Polidoro da Fonseca Quintanilha Jordão, the Viscount of Santa Teresa, (2 November 1802 - 13 January 1879) was a Brazilian general and politician who served as Minister of War of the Empire of Brazil and fought in the Paraguayan War.

Biography

Early life 
The son of colonel João Florêncio Jordão, Polidoro was born in Rio de Janeiro on 2 November 1802. After finishing the humanities course, he was accepted into the Military Academy of Rio de Janeiro on 20 January 1823, becoming a cadet on 7 February 1824. Polidoro rose through the military ranks, succesively being promoted to second lieutenant via decree on 12 October 1824; first lieutenant on 17 February 1825; and captain on 10 March 1827. He graduated the engineering course at the Academy on 22 December 1831.

Data rows:

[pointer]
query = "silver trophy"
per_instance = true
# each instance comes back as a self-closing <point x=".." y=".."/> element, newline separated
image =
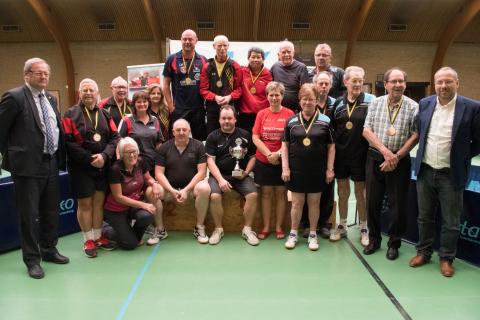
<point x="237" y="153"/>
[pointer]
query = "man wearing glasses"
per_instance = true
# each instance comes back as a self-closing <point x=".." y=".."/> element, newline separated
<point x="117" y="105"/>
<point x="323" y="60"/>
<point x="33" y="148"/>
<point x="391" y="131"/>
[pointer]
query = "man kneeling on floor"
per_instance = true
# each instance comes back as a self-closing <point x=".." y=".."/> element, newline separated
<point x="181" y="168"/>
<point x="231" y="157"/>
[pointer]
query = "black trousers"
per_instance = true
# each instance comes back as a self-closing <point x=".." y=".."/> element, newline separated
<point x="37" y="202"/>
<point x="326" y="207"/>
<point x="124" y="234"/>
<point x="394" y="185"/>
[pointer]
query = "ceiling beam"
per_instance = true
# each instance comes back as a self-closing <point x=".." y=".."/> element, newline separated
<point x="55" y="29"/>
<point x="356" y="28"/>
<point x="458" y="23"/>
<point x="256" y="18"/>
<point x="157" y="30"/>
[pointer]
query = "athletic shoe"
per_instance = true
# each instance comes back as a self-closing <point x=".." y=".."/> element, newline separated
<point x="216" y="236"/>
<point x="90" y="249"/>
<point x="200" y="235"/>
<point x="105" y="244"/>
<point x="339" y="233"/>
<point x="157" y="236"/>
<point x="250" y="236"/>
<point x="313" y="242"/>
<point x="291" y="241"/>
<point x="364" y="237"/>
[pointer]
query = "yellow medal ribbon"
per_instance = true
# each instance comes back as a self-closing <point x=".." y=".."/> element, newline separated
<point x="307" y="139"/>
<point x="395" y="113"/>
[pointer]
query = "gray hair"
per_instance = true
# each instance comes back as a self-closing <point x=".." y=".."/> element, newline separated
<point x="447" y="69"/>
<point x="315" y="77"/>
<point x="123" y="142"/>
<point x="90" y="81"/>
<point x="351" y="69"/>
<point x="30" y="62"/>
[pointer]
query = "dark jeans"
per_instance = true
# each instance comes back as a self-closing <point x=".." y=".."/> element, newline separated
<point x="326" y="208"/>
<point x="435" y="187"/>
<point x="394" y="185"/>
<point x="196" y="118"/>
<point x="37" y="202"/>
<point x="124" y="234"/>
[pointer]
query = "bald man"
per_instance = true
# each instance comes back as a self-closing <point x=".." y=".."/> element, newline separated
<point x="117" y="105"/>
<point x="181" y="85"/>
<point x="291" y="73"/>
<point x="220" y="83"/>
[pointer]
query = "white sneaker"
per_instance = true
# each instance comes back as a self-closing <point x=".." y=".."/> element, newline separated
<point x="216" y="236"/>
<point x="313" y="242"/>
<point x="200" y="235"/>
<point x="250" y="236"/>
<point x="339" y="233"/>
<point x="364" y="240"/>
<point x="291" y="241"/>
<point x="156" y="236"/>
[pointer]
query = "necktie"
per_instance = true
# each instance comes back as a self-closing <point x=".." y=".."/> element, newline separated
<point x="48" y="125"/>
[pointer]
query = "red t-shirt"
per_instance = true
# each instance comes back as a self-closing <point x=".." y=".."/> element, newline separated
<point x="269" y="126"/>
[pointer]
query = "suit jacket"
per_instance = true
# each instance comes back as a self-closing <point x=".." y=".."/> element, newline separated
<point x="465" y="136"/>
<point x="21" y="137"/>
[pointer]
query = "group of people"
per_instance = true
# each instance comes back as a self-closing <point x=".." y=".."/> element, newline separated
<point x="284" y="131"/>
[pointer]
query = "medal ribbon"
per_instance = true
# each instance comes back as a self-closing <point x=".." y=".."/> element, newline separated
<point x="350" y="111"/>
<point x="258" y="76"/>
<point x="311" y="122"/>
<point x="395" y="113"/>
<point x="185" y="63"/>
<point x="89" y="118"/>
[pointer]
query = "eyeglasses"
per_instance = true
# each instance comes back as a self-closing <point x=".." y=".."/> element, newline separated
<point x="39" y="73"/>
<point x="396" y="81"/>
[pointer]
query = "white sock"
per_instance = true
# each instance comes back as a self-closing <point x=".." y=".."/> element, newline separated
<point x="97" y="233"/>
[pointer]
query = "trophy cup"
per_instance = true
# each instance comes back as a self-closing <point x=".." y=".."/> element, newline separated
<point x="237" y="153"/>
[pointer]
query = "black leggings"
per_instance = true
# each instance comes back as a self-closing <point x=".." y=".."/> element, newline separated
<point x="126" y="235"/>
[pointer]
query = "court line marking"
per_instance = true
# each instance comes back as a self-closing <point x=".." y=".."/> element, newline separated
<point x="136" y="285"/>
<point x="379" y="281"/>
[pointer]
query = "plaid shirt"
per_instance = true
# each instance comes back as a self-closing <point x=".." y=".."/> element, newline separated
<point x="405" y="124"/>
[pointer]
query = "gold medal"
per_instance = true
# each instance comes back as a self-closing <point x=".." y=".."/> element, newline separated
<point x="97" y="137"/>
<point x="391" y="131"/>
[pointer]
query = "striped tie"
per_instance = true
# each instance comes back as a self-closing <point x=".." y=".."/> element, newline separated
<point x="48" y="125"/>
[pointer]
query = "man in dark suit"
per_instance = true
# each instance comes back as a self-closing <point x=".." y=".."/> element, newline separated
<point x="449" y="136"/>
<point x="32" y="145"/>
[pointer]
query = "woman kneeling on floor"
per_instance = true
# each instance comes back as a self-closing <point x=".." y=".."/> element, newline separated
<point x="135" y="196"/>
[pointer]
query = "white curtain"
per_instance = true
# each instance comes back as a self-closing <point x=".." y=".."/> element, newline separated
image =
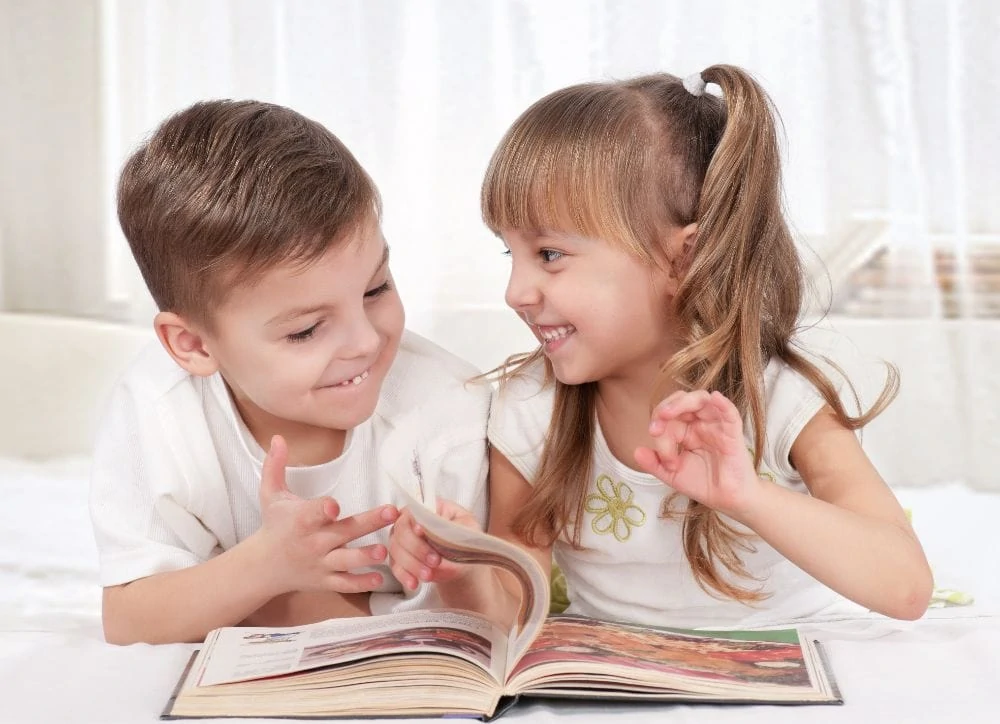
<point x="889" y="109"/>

Jobs:
• A. Condense the paragraph of the biography beginning "The son of colonel João Florêncio Jordão" into a bulleted list that keeps its main facts.
• B. Locate every line of the listing that contains the word "white" and copy each one.
The biography and the listing are unrelated pieces of material.

Task-by-task solutions:
• A.
- Born in Rio de Janeiro on 2 November 1802, son of colonel João Florêncio Jordão
- Completed the humanities course and entered the Military Academy of Rio de Janeiro on 20 January 1823
- Became a cadet on 7 February 1824
- Promoted to second lieutenant by decree on 12 October 1824, first lieutenant on 17 February 1825, and captain on 10 March 1827
- Graduated from the Academy's engineering course on 22 December 1831

• B.
query = "white sneaker"
query = "white sock"
query = "white curtain"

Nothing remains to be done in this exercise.